** Entries supplied **

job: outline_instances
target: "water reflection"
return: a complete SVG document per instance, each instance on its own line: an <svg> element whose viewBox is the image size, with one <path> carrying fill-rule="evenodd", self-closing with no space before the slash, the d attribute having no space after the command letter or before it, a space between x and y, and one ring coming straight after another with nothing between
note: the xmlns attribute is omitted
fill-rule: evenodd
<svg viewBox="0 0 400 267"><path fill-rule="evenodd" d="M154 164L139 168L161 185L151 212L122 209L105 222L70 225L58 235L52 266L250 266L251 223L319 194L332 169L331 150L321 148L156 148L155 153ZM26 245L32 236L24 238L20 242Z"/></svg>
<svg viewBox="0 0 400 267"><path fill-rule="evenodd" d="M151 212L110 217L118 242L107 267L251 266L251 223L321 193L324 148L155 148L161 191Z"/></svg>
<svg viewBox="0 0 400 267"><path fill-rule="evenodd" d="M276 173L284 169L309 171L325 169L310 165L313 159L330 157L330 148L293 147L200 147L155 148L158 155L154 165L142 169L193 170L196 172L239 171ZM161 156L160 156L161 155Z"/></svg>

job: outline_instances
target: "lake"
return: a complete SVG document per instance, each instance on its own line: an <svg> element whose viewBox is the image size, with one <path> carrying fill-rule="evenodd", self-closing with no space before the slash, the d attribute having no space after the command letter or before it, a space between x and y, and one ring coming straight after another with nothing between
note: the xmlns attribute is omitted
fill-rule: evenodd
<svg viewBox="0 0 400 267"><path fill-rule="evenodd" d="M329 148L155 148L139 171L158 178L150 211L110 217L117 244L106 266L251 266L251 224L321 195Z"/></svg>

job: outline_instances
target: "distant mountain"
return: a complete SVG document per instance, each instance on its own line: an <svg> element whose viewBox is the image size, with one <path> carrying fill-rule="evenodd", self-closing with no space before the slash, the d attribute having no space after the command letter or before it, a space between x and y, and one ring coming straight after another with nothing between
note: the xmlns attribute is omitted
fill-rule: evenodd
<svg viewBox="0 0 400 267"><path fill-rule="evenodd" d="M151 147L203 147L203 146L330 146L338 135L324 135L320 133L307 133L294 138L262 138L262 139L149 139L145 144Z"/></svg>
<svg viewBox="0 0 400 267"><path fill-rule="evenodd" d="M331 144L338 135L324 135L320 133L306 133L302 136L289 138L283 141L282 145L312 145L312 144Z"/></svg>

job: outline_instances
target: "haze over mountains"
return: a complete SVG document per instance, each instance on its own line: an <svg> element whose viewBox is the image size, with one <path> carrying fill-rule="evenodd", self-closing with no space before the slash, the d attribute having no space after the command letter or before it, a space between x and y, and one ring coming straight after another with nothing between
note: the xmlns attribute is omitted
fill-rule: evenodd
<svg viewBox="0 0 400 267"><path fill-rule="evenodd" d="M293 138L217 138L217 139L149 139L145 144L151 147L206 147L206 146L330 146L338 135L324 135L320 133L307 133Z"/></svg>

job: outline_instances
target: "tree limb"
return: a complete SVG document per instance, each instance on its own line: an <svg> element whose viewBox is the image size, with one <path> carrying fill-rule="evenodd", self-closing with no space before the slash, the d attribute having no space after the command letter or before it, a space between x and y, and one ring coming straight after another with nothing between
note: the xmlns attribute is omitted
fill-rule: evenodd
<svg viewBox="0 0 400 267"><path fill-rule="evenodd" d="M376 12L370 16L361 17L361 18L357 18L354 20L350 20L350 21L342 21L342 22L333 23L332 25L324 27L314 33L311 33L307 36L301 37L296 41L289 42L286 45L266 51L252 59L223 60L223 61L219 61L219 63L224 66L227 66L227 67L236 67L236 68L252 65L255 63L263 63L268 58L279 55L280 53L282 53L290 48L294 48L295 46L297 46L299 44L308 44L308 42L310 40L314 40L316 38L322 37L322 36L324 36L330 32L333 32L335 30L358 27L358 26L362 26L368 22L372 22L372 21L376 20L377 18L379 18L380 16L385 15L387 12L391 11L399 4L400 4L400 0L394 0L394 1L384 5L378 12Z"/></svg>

** What you will do **
Reproduce every line of the material exactly.

** Expected output **
job: outline_instances
target: "water reflection"
return: a complete SVG document per instance, each instance on its own line: an <svg> element whose viewBox is the image size, with one <path> carrying fill-rule="evenodd", self-closing with no space before the slash, the d attribute having no space after the command letter or before it, a space between x and y, and one ring coming straight after another with nothing between
note: the xmlns attribute is omitted
fill-rule: evenodd
<svg viewBox="0 0 400 267"><path fill-rule="evenodd" d="M154 164L139 168L161 185L151 212L122 209L105 222L70 225L58 235L52 266L250 266L251 223L319 194L332 169L331 150L321 148L156 148L155 153ZM26 245L32 236L24 238L20 242Z"/></svg>
<svg viewBox="0 0 400 267"><path fill-rule="evenodd" d="M151 212L110 217L118 242L107 267L251 266L251 223L321 193L324 148L155 148L161 191Z"/></svg>
<svg viewBox="0 0 400 267"><path fill-rule="evenodd" d="M276 173L284 169L309 171L325 169L310 165L313 159L330 157L330 148L293 147L200 147L155 148L158 155L154 165L142 169L193 170L196 172L239 171ZM161 156L160 156L161 155Z"/></svg>

job: outline_instances
target: "lake"
return: a complete SVG document per instance, each instance on its own line: an <svg> element whose viewBox is the image size, with one <path> carrying fill-rule="evenodd", self-closing with no space before the slash, the d attribute having no space after the command letter or before it, a space between x and y, and one ring coming straight after another with nothing between
note: the xmlns attribute is omitted
fill-rule: evenodd
<svg viewBox="0 0 400 267"><path fill-rule="evenodd" d="M329 148L155 148L139 171L158 178L150 211L110 217L117 244L106 266L251 266L251 224L321 195Z"/></svg>

job: outline_instances
target: "distant mountain"
return: a complete SVG document per instance, each instance on its own line: an <svg> element whose viewBox is the image size, with one <path> carrying fill-rule="evenodd", self-closing with no space before the slash, the d attribute having no space after the command letter or before it, a space between x and y, and one ring coming straight after another with nothing between
note: the xmlns attribute is omitted
fill-rule: evenodd
<svg viewBox="0 0 400 267"><path fill-rule="evenodd" d="M151 147L203 147L203 146L330 146L338 135L324 135L320 133L307 133L294 138L262 138L262 139L149 139L145 144Z"/></svg>
<svg viewBox="0 0 400 267"><path fill-rule="evenodd" d="M331 144L338 135L324 135L320 133L306 133L302 136L289 138L283 141L282 145L312 145L312 144Z"/></svg>

job: outline_instances
target: "haze over mountains"
return: a complete SVG document per instance, each instance on its own line: an <svg> element whose viewBox is the image size, with one <path> carrying fill-rule="evenodd", self-closing with no space before the slash, the d attribute having no space after the command letter or before it, a space between x and y, and one ring coming straight after another with nothing between
note: the xmlns attribute is omitted
fill-rule: evenodd
<svg viewBox="0 0 400 267"><path fill-rule="evenodd" d="M293 138L217 138L217 139L149 139L145 144L151 147L206 147L206 146L330 146L338 135L324 135L320 133L307 133Z"/></svg>

job: outline_instances
target: "tree limb"
return: a complete SVG document per instance, each instance on its own line: an <svg> element whose viewBox is the image size, with one <path> carrying fill-rule="evenodd", self-closing with no space before the slash, the d attribute having no space after the command letter or before it, a space between x and y, and one ring coming straight after another with nothing between
note: the xmlns attribute is omitted
fill-rule: evenodd
<svg viewBox="0 0 400 267"><path fill-rule="evenodd" d="M376 12L370 16L361 17L361 18L357 18L354 20L350 20L350 21L342 21L342 22L333 23L332 25L324 27L314 33L311 33L307 36L301 37L296 41L289 42L286 45L266 51L252 59L223 60L223 61L219 61L219 63L224 66L227 66L227 67L236 67L236 68L252 65L255 63L263 63L268 58L279 55L280 53L282 53L290 48L294 48L295 46L297 46L299 44L308 44L308 42L310 40L314 40L316 38L322 37L322 36L324 36L330 32L333 32L335 30L358 27L358 26L362 26L368 22L372 22L372 21L376 20L377 18L379 18L380 16L385 15L387 12L391 11L399 4L400 4L400 0L394 0L394 1L384 5L378 12Z"/></svg>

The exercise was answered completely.